WHAT NEEDS TO BE DONE:
Copy out the listing word for word, from the line with "A single point marks each instance of the car" through the end of the listing, keeping both that line and the last one.

MATERIAL SUPPLIED:
○ ○ ○ ○ ○

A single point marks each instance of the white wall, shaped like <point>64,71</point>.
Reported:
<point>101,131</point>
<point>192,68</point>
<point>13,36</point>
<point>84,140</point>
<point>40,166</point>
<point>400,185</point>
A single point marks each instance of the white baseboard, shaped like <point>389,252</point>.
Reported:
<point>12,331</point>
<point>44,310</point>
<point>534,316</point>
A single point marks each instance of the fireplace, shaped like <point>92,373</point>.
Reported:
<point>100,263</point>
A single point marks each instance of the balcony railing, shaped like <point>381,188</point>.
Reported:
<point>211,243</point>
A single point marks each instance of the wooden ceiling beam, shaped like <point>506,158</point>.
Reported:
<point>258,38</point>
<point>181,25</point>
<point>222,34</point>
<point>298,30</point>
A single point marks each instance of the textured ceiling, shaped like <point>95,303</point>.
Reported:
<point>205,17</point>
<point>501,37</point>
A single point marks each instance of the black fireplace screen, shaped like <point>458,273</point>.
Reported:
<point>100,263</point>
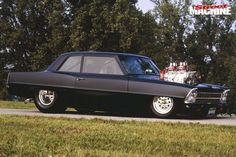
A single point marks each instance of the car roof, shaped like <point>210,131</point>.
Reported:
<point>101,53</point>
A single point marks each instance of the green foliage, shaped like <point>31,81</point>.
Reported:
<point>37,136</point>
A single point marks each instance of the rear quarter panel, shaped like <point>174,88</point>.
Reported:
<point>25,83</point>
<point>158,88</point>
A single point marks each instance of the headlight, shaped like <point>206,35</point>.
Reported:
<point>191,97</point>
<point>223,98</point>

○ ○ ○ ○ ○

REPLY TO THE EXERCISE:
A single point marks each instance of the car roof, shaped like <point>210,131</point>.
Reported:
<point>101,53</point>
A single point marks each instance of the green foliage, shaped like <point>31,81</point>.
Reported:
<point>37,136</point>
A single point marks each instance of the rear quarter panel, shaped like <point>174,88</point>.
Reported:
<point>25,83</point>
<point>158,88</point>
A single point marks each instance of the headlight, shaped like <point>206,35</point>.
Reported:
<point>191,97</point>
<point>223,98</point>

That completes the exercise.